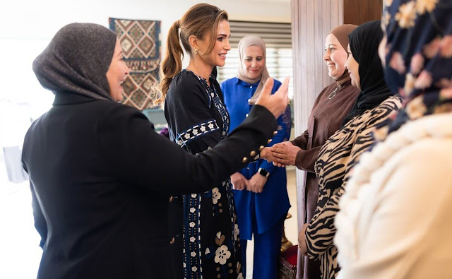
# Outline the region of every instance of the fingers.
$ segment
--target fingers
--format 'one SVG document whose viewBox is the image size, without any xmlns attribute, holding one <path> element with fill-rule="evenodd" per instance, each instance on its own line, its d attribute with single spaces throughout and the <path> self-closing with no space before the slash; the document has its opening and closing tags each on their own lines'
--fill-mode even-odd
<svg viewBox="0 0 452 279">
<path fill-rule="evenodd" d="M 278 154 L 285 154 L 287 150 L 286 150 L 286 148 L 284 148 L 273 147 L 273 148 L 271 148 L 271 151 L 272 151 L 272 155 L 275 156 L 275 153 L 278 153 Z"/>
<path fill-rule="evenodd" d="M 272 78 L 267 78 L 266 83 L 263 84 L 263 88 L 262 88 L 262 91 L 259 95 L 259 97 L 256 102 L 256 104 L 261 104 L 263 102 L 263 100 L 266 100 L 270 97 L 271 94 L 271 90 L 273 88 L 273 79 Z"/>
</svg>

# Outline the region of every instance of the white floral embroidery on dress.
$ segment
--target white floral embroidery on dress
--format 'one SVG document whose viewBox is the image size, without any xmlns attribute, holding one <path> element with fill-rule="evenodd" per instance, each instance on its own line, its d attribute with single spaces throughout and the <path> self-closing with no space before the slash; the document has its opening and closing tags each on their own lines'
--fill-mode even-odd
<svg viewBox="0 0 452 279">
<path fill-rule="evenodd" d="M 237 237 L 239 236 L 239 232 L 240 230 L 239 230 L 239 225 L 237 224 L 234 225 L 234 240 L 237 240 Z"/>
<path fill-rule="evenodd" d="M 231 257 L 231 252 L 229 251 L 229 249 L 226 245 L 222 245 L 218 247 L 215 254 L 215 262 L 221 265 L 225 264 L 227 259 Z"/>
<path fill-rule="evenodd" d="M 218 187 L 215 187 L 212 189 L 212 202 L 213 204 L 217 204 L 218 200 L 221 198 L 221 193 Z"/>
</svg>

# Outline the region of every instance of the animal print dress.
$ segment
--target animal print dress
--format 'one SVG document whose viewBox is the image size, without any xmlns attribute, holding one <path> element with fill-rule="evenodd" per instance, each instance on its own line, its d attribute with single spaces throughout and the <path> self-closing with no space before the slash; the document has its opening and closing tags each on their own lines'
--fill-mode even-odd
<svg viewBox="0 0 452 279">
<path fill-rule="evenodd" d="M 350 170 L 361 154 L 373 145 L 374 128 L 384 121 L 393 110 L 401 107 L 401 102 L 399 96 L 391 96 L 377 107 L 365 111 L 331 136 L 320 150 L 314 166 L 319 178 L 319 200 L 305 237 L 308 256 L 321 261 L 323 279 L 335 278 L 340 270 L 338 250 L 333 242 L 336 231 L 334 218 Z"/>
</svg>

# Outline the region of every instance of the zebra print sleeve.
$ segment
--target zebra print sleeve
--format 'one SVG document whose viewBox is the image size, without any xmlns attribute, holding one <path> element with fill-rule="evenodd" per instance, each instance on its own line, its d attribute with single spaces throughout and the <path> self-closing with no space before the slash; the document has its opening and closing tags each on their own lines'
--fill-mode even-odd
<svg viewBox="0 0 452 279">
<path fill-rule="evenodd" d="M 304 235 L 309 259 L 318 259 L 334 245 L 333 239 L 336 232 L 334 218 L 339 211 L 339 199 L 344 191 L 344 188 L 340 186 L 321 209 L 316 210 L 309 221 Z"/>
</svg>

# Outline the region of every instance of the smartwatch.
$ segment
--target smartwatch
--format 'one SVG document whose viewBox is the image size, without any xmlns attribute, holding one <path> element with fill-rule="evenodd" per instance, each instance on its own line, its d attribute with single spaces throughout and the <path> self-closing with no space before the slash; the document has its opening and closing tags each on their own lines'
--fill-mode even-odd
<svg viewBox="0 0 452 279">
<path fill-rule="evenodd" d="M 262 175 L 263 177 L 268 177 L 270 176 L 270 172 L 267 172 L 265 169 L 263 169 L 262 167 L 259 167 L 259 170 L 258 170 L 257 172 L 259 173 L 259 174 Z"/>
</svg>

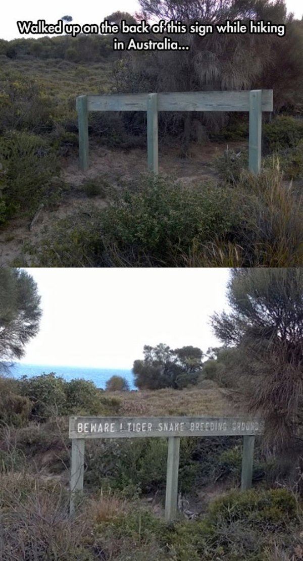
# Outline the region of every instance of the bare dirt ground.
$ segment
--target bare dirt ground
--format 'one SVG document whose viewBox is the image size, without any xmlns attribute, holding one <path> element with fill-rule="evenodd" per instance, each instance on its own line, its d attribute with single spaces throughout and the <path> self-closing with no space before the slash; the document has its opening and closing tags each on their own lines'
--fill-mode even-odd
<svg viewBox="0 0 303 561">
<path fill-rule="evenodd" d="M 245 142 L 228 144 L 231 149 L 241 149 Z M 173 176 L 183 184 L 194 184 L 216 177 L 212 167 L 214 158 L 226 149 L 225 142 L 208 142 L 204 146 L 191 146 L 187 158 L 181 158 L 180 146 L 159 149 L 159 173 Z M 58 208 L 49 210 L 43 208 L 36 217 L 35 223 L 30 227 L 28 218 L 19 217 L 0 229 L 0 266 L 8 266 L 17 260 L 22 264 L 30 265 L 30 257 L 22 251 L 25 243 L 36 243 L 43 236 L 51 231 L 61 218 L 66 217 L 79 209 L 92 206 L 99 208 L 106 205 L 102 196 L 89 199 L 81 190 L 81 184 L 88 178 L 104 174 L 113 185 L 121 180 L 130 181 L 137 178 L 146 171 L 146 153 L 144 149 L 129 150 L 113 149 L 105 146 L 90 149 L 90 167 L 86 172 L 79 169 L 77 158 L 71 157 L 62 163 L 63 179 L 71 186 L 64 194 Z"/>
</svg>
★ ★ ★ ★ ★ ★ ★
Copy every one of the records above word for word, and leave the pictures out of your copy.

# EXERCISE ANSWER
# Outline the region of every instance of the fingers.
$ segment
--target fingers
--format 'one SVG document whose viewBox is the image size, without any xmlns attribute, holding one <path> element with fill-rule="evenodd" per instance, each instance on its own line, its d attribute with single spaces throughout and the <path> self-closing with no space before the slash; the document has its opening and closing tags each on their own lines'
--fill-mode even-odd
<svg viewBox="0 0 452 279">
<path fill-rule="evenodd" d="M 278 154 L 285 154 L 287 150 L 286 150 L 286 148 L 284 148 L 273 147 L 273 148 L 271 148 L 271 151 L 272 151 L 272 155 L 275 156 L 275 153 L 278 153 Z"/>
<path fill-rule="evenodd" d="M 272 78 L 267 78 L 266 83 L 263 84 L 263 88 L 262 88 L 262 91 L 259 95 L 259 97 L 256 102 L 256 104 L 261 104 L 263 102 L 263 100 L 266 100 L 270 97 L 271 94 L 271 90 L 273 88 L 273 79 Z"/>
</svg>

# Outline the region of every instance of the white floral embroidery on dress.
$ segment
--target white floral embroidery on dress
--format 'one SVG document whose viewBox is the image size, without any xmlns attribute, holding one <path> element with fill-rule="evenodd" per instance, each instance on its own line, its d attribute with single spaces throughout and the <path> self-closing with no space before the slash; the document has its opening and closing tags each on their own lines'
--fill-mode even-odd
<svg viewBox="0 0 452 279">
<path fill-rule="evenodd" d="M 237 237 L 239 236 L 239 232 L 240 230 L 239 230 L 239 225 L 237 224 L 234 225 L 234 240 L 237 240 Z"/>
<path fill-rule="evenodd" d="M 231 257 L 231 252 L 229 251 L 229 249 L 226 245 L 222 245 L 218 247 L 215 254 L 215 262 L 221 265 L 225 264 L 227 259 Z"/>
<path fill-rule="evenodd" d="M 218 187 L 215 187 L 212 189 L 212 202 L 213 204 L 217 204 L 218 200 L 221 198 L 221 193 Z"/>
</svg>

# Outline the region of every instance of the animal print dress.
$ segment
--target animal print dress
--format 'one SVG document whose viewBox is the image size, without any xmlns attribute, holding one <path> element with fill-rule="evenodd" per instance, each instance on its own line, its d attribute with single spaces throughout and the <path> self-closing with no space before the slash; the document has its opening and closing tags each on their own lines'
--fill-mode even-odd
<svg viewBox="0 0 452 279">
<path fill-rule="evenodd" d="M 350 170 L 361 154 L 373 145 L 374 128 L 384 121 L 393 110 L 401 107 L 401 102 L 399 96 L 391 96 L 377 107 L 365 111 L 331 136 L 320 150 L 314 166 L 319 178 L 319 200 L 305 237 L 308 256 L 321 261 L 323 279 L 335 278 L 340 270 L 338 250 L 333 242 L 336 231 L 334 218 Z"/>
</svg>

# Outline the region of every instance of the zebra print sleeve.
$ segment
--target zebra print sleeve
--format 'one SVG document whose viewBox is the image size, without any xmlns attribute, holding one <path> element with fill-rule="evenodd" per instance, each instance on its own line, its d attribute with single spaces throughout and the <path> self-closing with no space before the slash; the document has its opening and closing tags each on their own lines'
--fill-mode even-odd
<svg viewBox="0 0 452 279">
<path fill-rule="evenodd" d="M 304 235 L 309 259 L 318 259 L 334 245 L 333 239 L 336 232 L 334 218 L 339 211 L 339 199 L 344 191 L 344 188 L 340 186 L 321 209 L 316 210 L 309 221 Z"/>
</svg>

# Outline the region of every instance of the smartwatch.
$ segment
--target smartwatch
--format 'one SVG document whose viewBox is the image size, without any xmlns attribute, holding one <path> element with fill-rule="evenodd" per instance, each instance on its own line, its d attribute with single spaces throughout and the <path> self-closing with no space before the slash; the document has its opening and closing tags each on their own lines'
--fill-mode even-odd
<svg viewBox="0 0 452 279">
<path fill-rule="evenodd" d="M 262 175 L 263 177 L 268 177 L 270 176 L 270 172 L 267 172 L 265 169 L 263 169 L 262 167 L 259 167 L 259 170 L 258 170 L 257 172 L 259 173 L 259 174 Z"/>
</svg>

# Outline the region of every instance of the bare dirt ground.
$ segment
--target bare dirt ground
--format 'one SVG document whose viewBox is the image size, without any xmlns attribute, holding one <path> element with fill-rule="evenodd" per instance, each instance on its own line, its d attribute with single spaces throughout and the <path> self-closing with no space before the slash; the document has its opening and closing tags each on their own lines'
--fill-mode even-odd
<svg viewBox="0 0 303 561">
<path fill-rule="evenodd" d="M 245 142 L 228 144 L 231 149 L 241 149 Z M 173 176 L 183 184 L 194 184 L 216 177 L 212 167 L 214 158 L 226 149 L 225 142 L 208 142 L 204 146 L 191 146 L 187 158 L 181 158 L 180 146 L 159 149 L 159 173 Z M 58 208 L 49 210 L 43 208 L 36 217 L 35 223 L 30 227 L 28 218 L 19 217 L 0 229 L 0 266 L 8 266 L 17 260 L 22 264 L 30 265 L 30 257 L 22 251 L 25 243 L 36 243 L 43 236 L 51 231 L 61 218 L 66 217 L 79 209 L 92 206 L 99 208 L 106 205 L 102 196 L 89 199 L 81 190 L 81 184 L 88 178 L 104 174 L 113 185 L 121 180 L 130 181 L 137 178 L 146 171 L 146 153 L 144 149 L 129 150 L 113 149 L 105 146 L 90 149 L 90 167 L 86 172 L 79 169 L 77 158 L 71 157 L 62 163 L 63 179 L 71 186 L 64 194 Z"/>
</svg>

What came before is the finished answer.